■ YOUR TASK ■
Each line that follows is to be retyped exactly.

■ DATA TO PROCESS ■
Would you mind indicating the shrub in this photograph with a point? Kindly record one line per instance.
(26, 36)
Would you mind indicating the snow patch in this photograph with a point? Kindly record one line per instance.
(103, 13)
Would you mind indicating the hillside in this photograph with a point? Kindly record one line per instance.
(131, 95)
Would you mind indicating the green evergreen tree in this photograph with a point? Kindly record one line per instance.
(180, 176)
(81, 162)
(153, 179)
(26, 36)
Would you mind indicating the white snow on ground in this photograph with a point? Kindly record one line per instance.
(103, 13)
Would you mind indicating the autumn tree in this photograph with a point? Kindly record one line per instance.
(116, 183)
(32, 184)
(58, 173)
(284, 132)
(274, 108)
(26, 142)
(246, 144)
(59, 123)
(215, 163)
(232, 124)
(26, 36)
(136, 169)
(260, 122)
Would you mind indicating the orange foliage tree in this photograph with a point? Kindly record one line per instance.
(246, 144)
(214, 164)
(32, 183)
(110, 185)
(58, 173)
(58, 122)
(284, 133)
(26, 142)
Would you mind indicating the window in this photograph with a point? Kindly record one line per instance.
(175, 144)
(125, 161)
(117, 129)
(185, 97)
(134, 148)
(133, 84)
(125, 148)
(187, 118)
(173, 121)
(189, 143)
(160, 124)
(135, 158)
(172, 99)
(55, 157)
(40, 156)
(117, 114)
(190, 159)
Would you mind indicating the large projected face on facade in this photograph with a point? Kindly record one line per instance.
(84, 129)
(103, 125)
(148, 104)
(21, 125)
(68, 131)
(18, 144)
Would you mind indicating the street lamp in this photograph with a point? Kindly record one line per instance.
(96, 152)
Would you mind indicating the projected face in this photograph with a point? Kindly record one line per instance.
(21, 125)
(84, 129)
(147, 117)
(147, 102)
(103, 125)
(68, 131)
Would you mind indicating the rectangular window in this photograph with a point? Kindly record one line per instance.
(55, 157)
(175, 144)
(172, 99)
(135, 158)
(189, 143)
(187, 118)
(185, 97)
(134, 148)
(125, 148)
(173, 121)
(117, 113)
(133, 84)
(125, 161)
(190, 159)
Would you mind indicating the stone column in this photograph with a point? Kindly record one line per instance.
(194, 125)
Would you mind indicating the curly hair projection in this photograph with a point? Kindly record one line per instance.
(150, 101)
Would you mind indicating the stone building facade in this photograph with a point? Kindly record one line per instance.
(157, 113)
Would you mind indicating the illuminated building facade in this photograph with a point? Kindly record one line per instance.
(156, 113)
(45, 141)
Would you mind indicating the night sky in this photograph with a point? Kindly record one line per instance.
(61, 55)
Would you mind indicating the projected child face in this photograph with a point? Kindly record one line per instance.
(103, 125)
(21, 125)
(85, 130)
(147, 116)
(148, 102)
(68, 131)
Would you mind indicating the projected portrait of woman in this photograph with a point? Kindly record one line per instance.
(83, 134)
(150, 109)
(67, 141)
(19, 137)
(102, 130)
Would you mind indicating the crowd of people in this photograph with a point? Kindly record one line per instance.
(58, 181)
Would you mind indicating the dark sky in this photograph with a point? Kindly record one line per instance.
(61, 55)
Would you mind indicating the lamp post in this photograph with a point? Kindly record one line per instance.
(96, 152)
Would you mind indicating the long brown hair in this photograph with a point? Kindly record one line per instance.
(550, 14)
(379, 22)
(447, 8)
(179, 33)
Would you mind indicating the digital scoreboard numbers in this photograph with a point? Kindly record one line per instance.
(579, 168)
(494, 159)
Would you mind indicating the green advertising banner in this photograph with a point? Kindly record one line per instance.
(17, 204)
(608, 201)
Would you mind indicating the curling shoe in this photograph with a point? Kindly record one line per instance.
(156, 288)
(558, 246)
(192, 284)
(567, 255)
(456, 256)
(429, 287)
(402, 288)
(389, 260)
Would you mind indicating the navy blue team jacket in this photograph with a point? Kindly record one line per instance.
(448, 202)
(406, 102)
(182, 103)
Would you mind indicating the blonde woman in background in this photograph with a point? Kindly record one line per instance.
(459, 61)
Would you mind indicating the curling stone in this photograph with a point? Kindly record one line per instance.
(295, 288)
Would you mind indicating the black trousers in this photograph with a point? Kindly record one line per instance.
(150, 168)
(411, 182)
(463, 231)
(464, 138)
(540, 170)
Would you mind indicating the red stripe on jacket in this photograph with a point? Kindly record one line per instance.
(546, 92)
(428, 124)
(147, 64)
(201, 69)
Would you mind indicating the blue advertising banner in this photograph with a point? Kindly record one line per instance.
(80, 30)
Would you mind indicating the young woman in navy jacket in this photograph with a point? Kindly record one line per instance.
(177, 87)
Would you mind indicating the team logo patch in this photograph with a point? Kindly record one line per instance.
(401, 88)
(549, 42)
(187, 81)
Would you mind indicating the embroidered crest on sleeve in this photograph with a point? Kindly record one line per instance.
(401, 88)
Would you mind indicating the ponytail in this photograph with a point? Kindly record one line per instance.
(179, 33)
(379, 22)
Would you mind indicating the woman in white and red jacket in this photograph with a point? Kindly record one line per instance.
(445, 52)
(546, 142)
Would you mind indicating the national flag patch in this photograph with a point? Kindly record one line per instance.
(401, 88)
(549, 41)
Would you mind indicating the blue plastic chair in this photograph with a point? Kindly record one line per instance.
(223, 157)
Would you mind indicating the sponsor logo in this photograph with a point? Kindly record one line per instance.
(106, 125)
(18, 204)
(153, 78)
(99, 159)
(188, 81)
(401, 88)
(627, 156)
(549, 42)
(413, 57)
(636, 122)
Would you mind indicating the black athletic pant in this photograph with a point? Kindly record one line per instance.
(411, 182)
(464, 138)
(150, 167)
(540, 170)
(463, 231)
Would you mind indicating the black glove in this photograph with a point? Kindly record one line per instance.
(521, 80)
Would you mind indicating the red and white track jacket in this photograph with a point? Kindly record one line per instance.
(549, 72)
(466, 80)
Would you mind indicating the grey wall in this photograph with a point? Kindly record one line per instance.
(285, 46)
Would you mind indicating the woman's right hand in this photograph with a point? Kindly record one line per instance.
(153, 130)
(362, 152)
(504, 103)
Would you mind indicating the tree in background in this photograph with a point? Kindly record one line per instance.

■ THE ANSWER ■
Would you mind indicating the shrub in this photograph with a point? Kindly record one line per instance.
(26, 36)
Would you mind indicating the snow patch in this photograph with a point? Kindly record one line per instance.
(103, 13)
Would you mind indicating the hillside in this photograph with a point? Kindly record one line per instance.
(131, 95)
Would you mind indicating the green evergreen tree in this photograph with a point? Kindly record one line per instance.
(180, 176)
(81, 162)
(153, 179)
(26, 36)
Would you mind indicating the white snow on ground in this photograph with a point? Kindly record one line per instance.
(103, 13)
Would you mind indicating the autumn tree in this photograph with a point? Kindly record one line per instance.
(116, 183)
(32, 184)
(58, 173)
(284, 132)
(274, 108)
(26, 142)
(246, 144)
(59, 123)
(215, 163)
(232, 124)
(26, 36)
(136, 169)
(260, 122)
Would you mind indicating the orange foliage tree in this photograph with a point? Kindly record one line per instance.
(246, 144)
(214, 164)
(32, 183)
(110, 185)
(58, 173)
(58, 122)
(284, 133)
(26, 142)
Would you mind indicating the window in this photograph with a point? Kindly record one line per instance.
(175, 144)
(125, 161)
(117, 129)
(185, 97)
(134, 148)
(133, 84)
(125, 148)
(187, 118)
(173, 121)
(189, 143)
(160, 124)
(135, 158)
(172, 99)
(55, 157)
(40, 156)
(117, 114)
(190, 159)
Would you mind indicating the large projected face on facade in this photograph with a point? Kindly record one line per instance.
(84, 129)
(103, 125)
(148, 104)
(21, 125)
(68, 131)
(18, 144)
Would you mind indicating the street lamp in this photograph with a point? Kindly record one line per instance.
(96, 152)
Would you mind indicating the projected face in this photograph with a point? Kindly record one line per instance.
(21, 125)
(84, 129)
(147, 117)
(147, 102)
(103, 125)
(68, 131)
Would you mind indicating the rectangular window in this photograph with a point? Kindly record one line per instance.
(55, 157)
(175, 144)
(172, 99)
(135, 158)
(189, 143)
(187, 118)
(185, 97)
(134, 148)
(125, 148)
(173, 121)
(117, 113)
(133, 84)
(125, 161)
(190, 159)
Would you mind indicating the stone column in this photograph with a point? Kindly record one line per instance.
(194, 125)
Would you mind indicating the curly hair projection in this photograph with a point? Kindly record one line per instance.
(150, 101)
Would you mind indicating the stone building facade in this photograph with a point? Kindly record one line per instance.
(157, 113)
Would you mind indicating the illuminated building facade in this photograph with a point? Kindly record one line per instance.
(156, 113)
(45, 141)
Would you mind indicating the night sky in this photograph with a point? Kindly record one line per instance.
(61, 55)
Would you mind indicating the projected child face in this photograph with a point? Kindly record one line per instance.
(103, 125)
(21, 125)
(85, 130)
(147, 116)
(148, 102)
(68, 131)
Would you mind indicating the projected portrait of woman in this photograph with a point? Kindly record one line per instance.
(83, 134)
(150, 109)
(67, 141)
(19, 137)
(102, 130)
Would you mind indicating the crowd of people in this photograph with a point? Kindly record one line per instance.
(58, 181)
Would you mind indicating the dark sky in this photograph with a point? Kindly record one line per instance.
(61, 55)
Would you mind indicating the lamp post in this photograph with a point? Kindly record one line per instance.
(96, 152)
Would you mind indicating the long brown hair in this photograph with a point? Kindly record one line per instance.
(550, 14)
(379, 22)
(447, 8)
(179, 33)
Would you mind indicating the digital scoreboard numbers in this photograph with a point? Kindly record one line per instance.
(579, 168)
(494, 159)
Would you mind indicating the green advertising banner in this photograph with a point? Kindly record one line per instance.
(17, 204)
(608, 201)
Would you mind indicating the curling shoe in this photograph with a point? Kindly record one line per instance.
(156, 288)
(558, 246)
(192, 284)
(567, 255)
(456, 256)
(429, 287)
(402, 288)
(389, 260)
Would you mind indicating the navy blue team jacket in this photograph with a point? Kindly record one line per instance.
(448, 202)
(406, 102)
(182, 103)
Would you mind indicating the blonde woman in background in this photograph with a point? Kindly record one line per instance.
(459, 61)
Would you mind indicating the curling stone in this photograph with a point? Kindly record one line per instance.
(295, 288)
Would you mind indicating the black trousers in this photograph with a point? Kindly record one line per instance.
(150, 168)
(411, 182)
(463, 231)
(464, 138)
(540, 170)
Would you mind indicating the red stripe on jacket in this photograph with a point? Kindly record one line per instance.
(546, 92)
(428, 124)
(147, 64)
(201, 69)
Would you mind indicating the blue advertising banner in this photograph with a point? Kindly record one line per instance.
(80, 30)
Would you mind indicating the young woman in navy jacket in this photograph with a point? Kindly record one line per instance.
(177, 87)
Would you mind indicating the team logo patch in this photograph with a point? Kindly record one line per instance.
(401, 88)
(549, 42)
(187, 81)
Would you mind indicating the embroidered crest on sleeve in this photograph with a point? Kindly record one line per instance.
(401, 88)
Would you mind indicating the ponytail in this photograph with a point? Kindly record one line per instance.
(179, 33)
(379, 22)
Would you mind indicating the woman in white and red jacket in this photograph with a point? Kindly record one line per instance.
(445, 52)
(546, 142)
Would you mind indicating the national flag patch in this photograph with a point? Kindly record one line per instance.
(401, 88)
(549, 41)
Would you mind indicating the blue plastic chair in this photograph with a point? Kindly record one line per instance.
(223, 157)
Would you mind indicating the sponsor logo in this photograph with a point? Kindly record one line per instance.
(106, 125)
(18, 204)
(153, 78)
(99, 159)
(188, 81)
(401, 88)
(627, 156)
(549, 42)
(413, 57)
(636, 122)
Would you mind indicating the black athletic pant in this photograph with a point? Kindly record one line per instance.
(411, 182)
(464, 138)
(150, 167)
(540, 170)
(463, 231)
Would you mind indicating the black glove in this photograph with a point? Kindly record one line per instance.
(521, 80)
Would you mind indicating the red and white track jacket in this photograph with a point? Kindly record one line per instance.
(549, 72)
(466, 80)
Would you mind indicating the grey wall in this photograph with a point? Kindly record one line per instance.
(285, 46)
Would you mind indicating the woman's right hand in this photograph with a point? Kindly record one line per instance.
(153, 130)
(362, 152)
(504, 103)
Would you mind indicating the tree in background in this photograph with a point? Kindly record one line per instance.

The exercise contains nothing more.